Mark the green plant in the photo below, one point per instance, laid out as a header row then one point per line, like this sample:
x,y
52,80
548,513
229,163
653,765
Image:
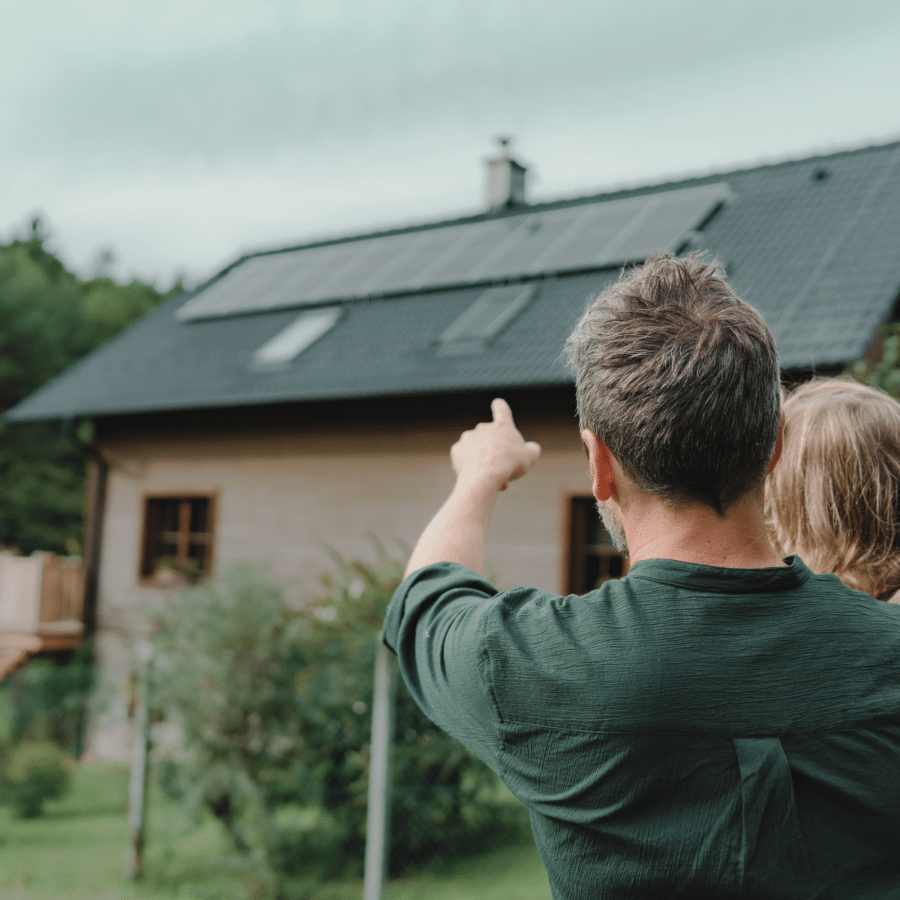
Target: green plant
x,y
274,706
36,772
45,700
883,372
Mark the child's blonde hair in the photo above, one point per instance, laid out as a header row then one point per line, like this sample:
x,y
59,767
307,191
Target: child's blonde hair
x,y
834,496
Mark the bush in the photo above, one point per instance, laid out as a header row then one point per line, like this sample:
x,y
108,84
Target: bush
x,y
35,773
45,700
274,706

-------

The request:
All preceding records should be duplicated verbatim, images excepted.

Final result:
Mark the green plant in the photo below, one point per instance, laid out as a header row then one point per line, like this sample:
x,y
52,80
548,513
229,163
653,765
Image:
Target: green plant
x,y
274,706
36,772
45,700
883,372
Mark the child's blonde hair in the photo above, one point per instance, laid out as a header row then one point per line, like this sample:
x,y
59,767
307,191
Target: child's blonde hair
x,y
834,496
Mark the bush in the photo above, one point per instance, laid out as a header row then one point per line, like this sample:
x,y
108,84
Target: bush
x,y
35,773
45,700
274,706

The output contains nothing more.